▶ Reading text:

I’ll give him credit. The dude has hung with me for going on 15 years now, I’m sure shaking his head on occasion after yet another phone call of me ranting my nutty and positing of what we should do now and who we should condemn. From Rob Manfred pissing me off as he fucks with my one true constant and love to the orange elephant that fills the room with a two handed glass and proud ignorance. But he has hung with me amid a seeming crazy on my part, has surely nodded on the other end of the phone with a rolled eye and a check of his wrist, our talk of cats and dogs and dogs and cats and the world. I might seem to be an easy guy, but I’m not. I’m something of an asshole. You wouldn’t want to live with me unless you’d be alright with a solitude for companion. There’s a reason I’m single, though single shouldn’t define you, as if you are lacking, but I am an asshole. Yes, a single one. But he has hung with me nonetheless.

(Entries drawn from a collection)

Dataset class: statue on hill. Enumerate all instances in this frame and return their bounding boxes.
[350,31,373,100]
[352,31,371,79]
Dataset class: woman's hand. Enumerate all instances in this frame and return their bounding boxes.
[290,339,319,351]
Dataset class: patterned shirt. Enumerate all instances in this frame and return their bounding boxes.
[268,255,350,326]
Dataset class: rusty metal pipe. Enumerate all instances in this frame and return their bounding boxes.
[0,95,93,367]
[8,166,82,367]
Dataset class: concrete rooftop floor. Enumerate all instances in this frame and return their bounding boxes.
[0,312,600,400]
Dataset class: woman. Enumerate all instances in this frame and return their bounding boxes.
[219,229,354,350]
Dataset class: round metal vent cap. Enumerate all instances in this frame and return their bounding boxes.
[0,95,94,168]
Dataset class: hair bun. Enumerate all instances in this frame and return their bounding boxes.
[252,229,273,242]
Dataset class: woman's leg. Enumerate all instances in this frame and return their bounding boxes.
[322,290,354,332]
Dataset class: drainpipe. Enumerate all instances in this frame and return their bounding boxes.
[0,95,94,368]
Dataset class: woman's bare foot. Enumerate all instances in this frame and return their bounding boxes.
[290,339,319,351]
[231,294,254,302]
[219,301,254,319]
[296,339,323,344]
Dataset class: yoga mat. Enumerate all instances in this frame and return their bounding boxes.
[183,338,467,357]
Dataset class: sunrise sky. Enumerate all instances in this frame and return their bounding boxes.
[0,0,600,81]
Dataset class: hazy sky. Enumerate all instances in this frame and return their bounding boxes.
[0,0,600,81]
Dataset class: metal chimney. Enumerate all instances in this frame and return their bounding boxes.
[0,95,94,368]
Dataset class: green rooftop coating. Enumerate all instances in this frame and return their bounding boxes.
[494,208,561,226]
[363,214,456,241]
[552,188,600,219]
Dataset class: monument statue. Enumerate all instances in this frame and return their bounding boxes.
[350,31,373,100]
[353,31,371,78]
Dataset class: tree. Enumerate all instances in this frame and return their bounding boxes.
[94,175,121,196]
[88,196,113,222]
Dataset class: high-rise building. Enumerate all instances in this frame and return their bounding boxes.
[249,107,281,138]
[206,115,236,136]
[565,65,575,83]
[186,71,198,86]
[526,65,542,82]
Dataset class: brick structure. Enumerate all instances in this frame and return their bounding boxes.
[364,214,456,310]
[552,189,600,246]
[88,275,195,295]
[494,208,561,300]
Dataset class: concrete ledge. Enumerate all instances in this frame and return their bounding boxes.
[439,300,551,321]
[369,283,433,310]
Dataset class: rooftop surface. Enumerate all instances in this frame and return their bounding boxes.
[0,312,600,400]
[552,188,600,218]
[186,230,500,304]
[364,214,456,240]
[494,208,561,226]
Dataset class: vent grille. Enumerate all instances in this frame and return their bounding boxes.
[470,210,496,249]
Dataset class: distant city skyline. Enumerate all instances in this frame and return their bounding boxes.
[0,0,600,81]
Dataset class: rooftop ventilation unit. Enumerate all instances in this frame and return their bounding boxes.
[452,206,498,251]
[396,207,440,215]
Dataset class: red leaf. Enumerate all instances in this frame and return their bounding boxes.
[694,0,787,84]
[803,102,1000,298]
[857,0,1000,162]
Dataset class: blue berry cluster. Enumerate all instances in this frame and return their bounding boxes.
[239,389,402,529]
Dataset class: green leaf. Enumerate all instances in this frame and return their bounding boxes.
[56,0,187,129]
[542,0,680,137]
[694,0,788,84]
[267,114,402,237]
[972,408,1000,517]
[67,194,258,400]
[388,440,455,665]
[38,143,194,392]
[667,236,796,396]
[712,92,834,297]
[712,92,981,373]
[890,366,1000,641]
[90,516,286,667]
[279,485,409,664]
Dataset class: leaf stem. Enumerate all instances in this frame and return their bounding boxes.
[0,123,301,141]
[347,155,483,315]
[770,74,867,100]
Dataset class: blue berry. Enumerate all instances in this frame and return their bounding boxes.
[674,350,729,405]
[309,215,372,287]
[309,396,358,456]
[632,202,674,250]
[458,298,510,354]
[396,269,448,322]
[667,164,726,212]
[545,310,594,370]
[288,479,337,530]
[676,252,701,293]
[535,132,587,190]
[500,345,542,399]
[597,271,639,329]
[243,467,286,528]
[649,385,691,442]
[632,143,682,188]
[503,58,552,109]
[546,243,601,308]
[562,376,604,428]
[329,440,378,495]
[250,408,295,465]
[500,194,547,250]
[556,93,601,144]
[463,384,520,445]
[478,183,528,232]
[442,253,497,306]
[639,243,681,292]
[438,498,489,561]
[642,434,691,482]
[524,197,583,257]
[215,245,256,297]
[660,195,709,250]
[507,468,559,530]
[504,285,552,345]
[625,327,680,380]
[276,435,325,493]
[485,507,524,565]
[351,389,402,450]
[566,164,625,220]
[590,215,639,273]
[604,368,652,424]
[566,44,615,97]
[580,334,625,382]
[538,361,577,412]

▶ Exercise instructions:
**1)** In the passage about a long friendship, how long has the friend hung with the writer?
**2)** Continue the passage about a long friendship from its last sentence.

▶ Results for each task:
**1)** Going on 15 years.

**2)**
We talk, have talked about how the world is just the world doing what it does at will and we just try to weather it from lost marriages to lost jobs to pandemics that scare the shit out of us to lost bits of our sanity, to a frightening divide that is intentionally widened by the day with flags and guns (fuck you baby General) but to always get up, knees scraped, and have another phone call to bitch about such.
He reminds me that all is surely … ummm … well … weller than I thought, kind of, reminds me that cats in a lap are a good thing, new puppies as well, not pathetic and I try to remind him that some things are just flat out shitty, maybe just not meant be. Not meant to be? Jesus Steve, seriously?! Did you just say that? “not meant to be”? Could you be any more empty and generic? I would make an awful life coach.
No, I try to remind him, maybe my own reminding while I’m at it that an affordable roof and cat food (or dog food) is all that matters. A breathing too. You just do what you need to around that.
He reminds me of youth and that I’m not done quite yet. That there is still time before a retirement of a tall bridge or the lottery.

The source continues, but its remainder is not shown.